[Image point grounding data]

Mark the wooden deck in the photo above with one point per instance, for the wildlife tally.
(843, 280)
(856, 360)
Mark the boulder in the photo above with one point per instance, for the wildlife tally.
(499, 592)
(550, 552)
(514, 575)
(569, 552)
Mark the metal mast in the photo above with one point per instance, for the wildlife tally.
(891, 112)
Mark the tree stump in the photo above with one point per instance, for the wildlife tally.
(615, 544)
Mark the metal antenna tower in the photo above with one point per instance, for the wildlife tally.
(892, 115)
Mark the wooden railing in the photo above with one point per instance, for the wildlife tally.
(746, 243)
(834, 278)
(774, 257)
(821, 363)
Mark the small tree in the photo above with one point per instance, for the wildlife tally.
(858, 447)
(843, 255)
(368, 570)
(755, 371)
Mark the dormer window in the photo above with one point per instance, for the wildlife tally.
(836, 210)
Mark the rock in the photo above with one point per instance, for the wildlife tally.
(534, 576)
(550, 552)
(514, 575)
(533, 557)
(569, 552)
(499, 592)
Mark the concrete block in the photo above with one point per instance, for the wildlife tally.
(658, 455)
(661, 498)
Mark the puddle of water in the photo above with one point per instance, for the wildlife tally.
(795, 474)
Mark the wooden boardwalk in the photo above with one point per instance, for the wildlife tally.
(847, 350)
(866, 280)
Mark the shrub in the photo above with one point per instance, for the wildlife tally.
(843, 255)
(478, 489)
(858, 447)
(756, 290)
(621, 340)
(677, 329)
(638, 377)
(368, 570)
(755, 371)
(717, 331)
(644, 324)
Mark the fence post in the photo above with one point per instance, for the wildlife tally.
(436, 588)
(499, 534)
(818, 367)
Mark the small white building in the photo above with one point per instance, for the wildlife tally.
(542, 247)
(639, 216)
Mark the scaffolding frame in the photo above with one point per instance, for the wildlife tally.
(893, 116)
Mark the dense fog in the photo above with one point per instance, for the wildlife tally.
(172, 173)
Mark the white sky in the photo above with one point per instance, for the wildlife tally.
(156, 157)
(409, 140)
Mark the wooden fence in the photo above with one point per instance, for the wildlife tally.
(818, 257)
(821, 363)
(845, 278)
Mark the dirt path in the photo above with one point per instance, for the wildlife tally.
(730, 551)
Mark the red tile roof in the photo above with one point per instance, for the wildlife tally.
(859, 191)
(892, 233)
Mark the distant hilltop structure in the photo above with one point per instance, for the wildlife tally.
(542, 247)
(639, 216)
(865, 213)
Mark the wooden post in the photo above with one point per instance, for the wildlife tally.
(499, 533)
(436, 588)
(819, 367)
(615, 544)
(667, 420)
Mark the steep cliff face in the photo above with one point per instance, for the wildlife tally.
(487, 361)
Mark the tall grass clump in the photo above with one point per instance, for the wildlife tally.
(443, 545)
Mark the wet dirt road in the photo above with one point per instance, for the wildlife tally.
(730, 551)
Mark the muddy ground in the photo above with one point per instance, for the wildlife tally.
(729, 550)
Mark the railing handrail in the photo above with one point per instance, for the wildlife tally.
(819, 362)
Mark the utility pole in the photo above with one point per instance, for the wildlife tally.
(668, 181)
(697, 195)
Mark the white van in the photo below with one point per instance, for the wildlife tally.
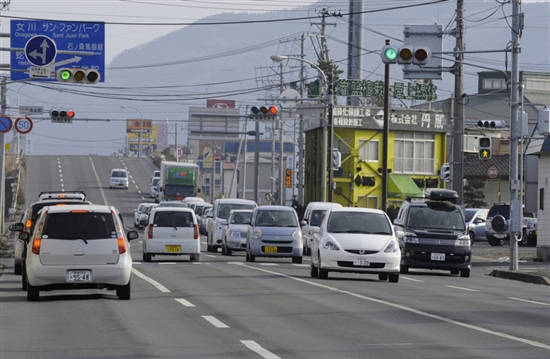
(312, 218)
(118, 178)
(171, 231)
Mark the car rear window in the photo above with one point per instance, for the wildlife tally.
(173, 219)
(79, 225)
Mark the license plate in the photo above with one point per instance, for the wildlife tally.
(270, 249)
(173, 249)
(361, 262)
(437, 256)
(79, 276)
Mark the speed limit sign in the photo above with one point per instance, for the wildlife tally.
(23, 125)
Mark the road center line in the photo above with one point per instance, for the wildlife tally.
(215, 322)
(255, 347)
(151, 281)
(408, 309)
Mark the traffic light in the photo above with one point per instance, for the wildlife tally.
(492, 123)
(484, 148)
(416, 55)
(77, 75)
(336, 159)
(61, 115)
(264, 112)
(445, 172)
(288, 178)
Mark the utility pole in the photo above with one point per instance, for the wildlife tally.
(457, 154)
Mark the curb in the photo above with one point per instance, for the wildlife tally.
(519, 276)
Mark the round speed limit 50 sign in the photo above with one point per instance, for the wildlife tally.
(23, 125)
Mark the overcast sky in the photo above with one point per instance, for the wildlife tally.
(126, 19)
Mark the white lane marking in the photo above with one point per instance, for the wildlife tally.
(99, 183)
(215, 322)
(462, 288)
(528, 301)
(152, 281)
(255, 347)
(408, 309)
(184, 302)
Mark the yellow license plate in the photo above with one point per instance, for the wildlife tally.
(173, 249)
(270, 249)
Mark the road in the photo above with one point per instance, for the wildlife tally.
(224, 307)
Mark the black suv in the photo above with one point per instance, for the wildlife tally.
(436, 236)
(498, 226)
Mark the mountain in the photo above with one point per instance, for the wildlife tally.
(160, 79)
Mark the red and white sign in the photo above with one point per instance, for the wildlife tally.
(23, 125)
(492, 172)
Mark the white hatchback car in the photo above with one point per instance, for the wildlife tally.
(78, 247)
(356, 240)
(172, 231)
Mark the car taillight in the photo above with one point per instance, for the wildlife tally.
(36, 245)
(121, 245)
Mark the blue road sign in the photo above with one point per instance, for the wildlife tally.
(40, 50)
(5, 124)
(78, 44)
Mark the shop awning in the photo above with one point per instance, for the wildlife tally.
(402, 186)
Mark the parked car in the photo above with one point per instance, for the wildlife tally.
(171, 231)
(356, 240)
(118, 178)
(218, 219)
(274, 231)
(476, 220)
(234, 233)
(312, 218)
(78, 247)
(436, 236)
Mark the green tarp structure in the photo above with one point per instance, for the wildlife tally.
(402, 186)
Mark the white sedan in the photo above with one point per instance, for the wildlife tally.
(356, 240)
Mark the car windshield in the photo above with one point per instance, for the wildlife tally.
(85, 225)
(436, 217)
(275, 218)
(358, 222)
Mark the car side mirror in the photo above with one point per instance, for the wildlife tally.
(24, 236)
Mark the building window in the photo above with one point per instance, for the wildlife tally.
(494, 84)
(414, 153)
(369, 150)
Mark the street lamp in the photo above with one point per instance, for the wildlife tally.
(140, 128)
(329, 100)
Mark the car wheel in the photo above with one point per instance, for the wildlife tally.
(313, 271)
(472, 237)
(23, 278)
(32, 293)
(321, 273)
(123, 292)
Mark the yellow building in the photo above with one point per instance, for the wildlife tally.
(416, 152)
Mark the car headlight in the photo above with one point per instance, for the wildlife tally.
(257, 234)
(392, 247)
(330, 245)
(463, 241)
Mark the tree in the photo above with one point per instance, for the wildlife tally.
(473, 194)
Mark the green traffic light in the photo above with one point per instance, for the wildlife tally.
(390, 53)
(65, 75)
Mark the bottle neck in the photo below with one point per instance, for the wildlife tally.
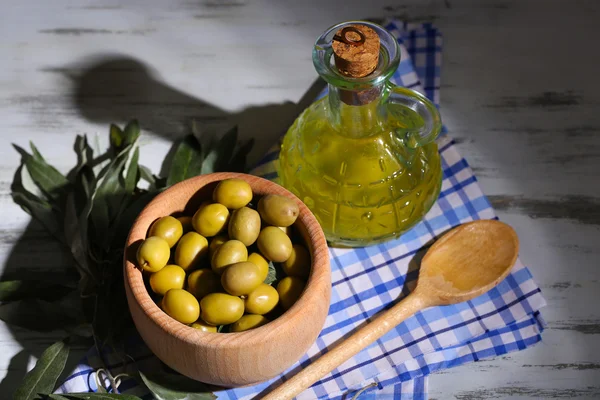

The task
Using the data above, write out every line exactly, leaving the images behind.

Solution to the exercise
Mark the wooden deck in the photo above with one point per instance, for the wildlife tally.
(843, 280)
(856, 360)
Mark the boulder in the photo above with one point per instance, for the wildlife tally.
(499, 592)
(550, 552)
(514, 575)
(569, 552)
Mark the metal mast in the photo above with one point per instance, for the wildlife tally.
(891, 112)
Mark the tree stump in the photo above with one point per instance, for the wildlife tally.
(615, 544)
Mark the metal antenna tower in the photo above with one point per instance, for the wildlife tally.
(892, 115)
Mark the wooden railing in the photo above with one point per instance, for the wildlife tally.
(746, 243)
(834, 278)
(774, 257)
(821, 363)
Mark the small tree in the photo above with one point per instance, for the wildlife tally.
(858, 447)
(843, 255)
(368, 570)
(755, 371)
Mark the dormer window in the photo above with one point per instance, for the wildlife tally.
(836, 210)
Mark the rock in the photo above with one point per instance, for the wildlife tally.
(534, 576)
(550, 552)
(514, 575)
(533, 557)
(569, 552)
(499, 592)
Mark the concrete block in the photo above with one point per instance, for the wildlife tally.
(658, 455)
(661, 498)
Mark the puddle of water in the photo above with one point per instance, for the wildlife tally.
(795, 474)
Mark the wooden boardwalk in the photo above with one point per instance, for the wildlife tally.
(847, 350)
(866, 280)
Mark the shrub in the photo above with one point per instance, for the wildlife tally.
(843, 255)
(478, 489)
(858, 447)
(756, 290)
(621, 340)
(677, 329)
(638, 377)
(368, 570)
(755, 371)
(717, 331)
(644, 324)
Mark the fence post in the photo above with one point per instance, for the wildlife tally.
(436, 588)
(499, 534)
(818, 367)
Mark the small white building in the photo above with one point per instance, for the wildlife tally.
(542, 247)
(639, 216)
Mark the scaffolding frame in the photo above with one point per instance, for the wildlife tally.
(893, 116)
Mark the dense fog in the photo above with one point per instance, for the wildlife tally.
(172, 173)
Mark the white sky in the photo above with one point per instance, for the wildlife tally.
(156, 157)
(409, 140)
Mark the wooden fence in the photo above with one point per instance, for the wildlife tally.
(818, 257)
(821, 363)
(845, 278)
Mark the dirt path in the photo above with one point per instance, for the wildlife tally.
(730, 551)
Mark the red tile roof in the photo above with one point per instance, for the wildlife tally.
(859, 191)
(892, 233)
Mark the distant hilltop structure in the photo above with one point per instance, for the wildlife tally.
(542, 247)
(639, 216)
(865, 213)
Mark the wooden post in the photo above with one point per instance, for the wildlife tally.
(499, 533)
(436, 588)
(819, 367)
(615, 544)
(667, 420)
Mark the steep cliff face in the photo above with one point per instance, for the wildlife tally.
(487, 361)
Mark the tall grass clump in the photo above with one point per instance, for the wildlife tally.
(443, 545)
Mark the wet dirt road in the photo above with one point per instance, for the wildlife tally.
(730, 551)
Mark the muddy ground in the photo above with one point per instance, for the wildlife tally.
(729, 550)
Mark the railing handrail in the photo above with one point per instance, for the wildlife tally.
(819, 362)
Mark the utility pole in the photo above with one point per instance, for the wildlife tally.
(668, 181)
(697, 195)
Mark the white van in the photo below with one point per instance, for the wildlife tally.
(312, 218)
(118, 178)
(171, 231)
Mark the car rear window in the photo above with one point per instance, for the wildlife tally.
(173, 219)
(79, 225)
Mark the license plate in the photo above with one point per instance, for the wildlife tally.
(270, 249)
(173, 249)
(361, 262)
(437, 256)
(79, 276)
Mark the speed limit sign in the photo above with one point per instance, for the wildlife tally.
(23, 125)
Mark the road center line in the photo above with one point per instance, for the wildlife tally.
(215, 322)
(255, 347)
(151, 281)
(408, 309)
Mark the traffic light in the photo above with one point per instance, for the wildlife tally.
(492, 123)
(484, 148)
(416, 55)
(77, 75)
(336, 159)
(61, 115)
(264, 112)
(445, 172)
(288, 178)
Mark the utility pole in the photo above with one point per instance, for the wildlife tally.
(457, 154)
Mark the curb in the photo above with one point per instance, for the wildlife tally.
(519, 276)
Mark the round speed limit 50 sign in the photo above with one point per instance, for the wildlife tally.
(23, 125)
Mark the overcast sky in the photo above with one point per instance, for the wildlife tally.
(126, 19)
Mark the white lane marking in the photo above with one point per instance, for the wildlife tally.
(99, 183)
(215, 322)
(462, 288)
(528, 301)
(152, 281)
(255, 347)
(408, 309)
(184, 302)
Mark the yellow license plate in the photo above with one point per instance, for the wildlife tally.
(173, 249)
(270, 249)
Mark the road in the photo above with one point per instance, for the wildlife tally.
(224, 307)
Mark the black suv in the photo above with one point per instance, for the wildlife tally.
(436, 236)
(498, 226)
Mark the mountain in the photo above with one point per instance, for the wildlife tally.
(160, 79)
Mark the red and white sign in the photo above with one point per instance, for the wildlife tally.
(23, 125)
(492, 172)
Mark the white hatchback car in the photo above with one point per instance, for the wildlife tally.
(78, 247)
(356, 240)
(172, 231)
Mark the car taillight in the photo above with one point per instance, for the wildlife tally.
(36, 245)
(121, 245)
Mark the blue road sign in the photo above with one point per instance, for the wildlife tally.
(40, 50)
(5, 124)
(78, 44)
Mark the shop awning in the photo above with one point per instance, for the wildlife tally.
(402, 186)
Mark the parked car in the photo above with one point per instance, for the wildlife tally.
(171, 231)
(356, 240)
(118, 178)
(218, 219)
(274, 231)
(476, 220)
(234, 233)
(312, 218)
(78, 247)
(436, 236)
Mark the green tarp structure in the photo above with one point per instance, for the wildlife tally.
(402, 186)
Mark the white sedan in the photo above with one point per instance, for the wildlife tally.
(356, 240)
Mark the car windshield in the photo above with one point per instance, for the wildlife tally.
(85, 225)
(436, 217)
(275, 218)
(358, 222)
Mark the car side mirror in the photo above with one point per instance, for the wildlife tally.
(24, 236)
Mark the building window in the photo above with one point per instance, for the wildlife tally.
(494, 84)
(414, 153)
(369, 150)
Mark the street lamp in the photo above with one point per instance, for the wildlife tally.
(140, 128)
(329, 100)
Mark the car wheel in the photo above with one point per instance, for the wildlife tally.
(313, 271)
(472, 237)
(23, 278)
(32, 293)
(321, 273)
(123, 292)
Mark the yellow building in the photo above with one point per instance, for the wildlife tally.
(416, 152)
Mark the car headlight in the photo above with one point per instance, for the wildlife tally.
(257, 234)
(392, 247)
(330, 245)
(463, 241)
Mark the tree in the photo above with one point per instance, for the wildlife tally.
(473, 194)
Mark the green traffic light in the photo above with one point per instance, for the wildlife tally.
(390, 53)
(65, 75)
Mark the bottle neck in the photo below with one point per instance, for the wildlife tally.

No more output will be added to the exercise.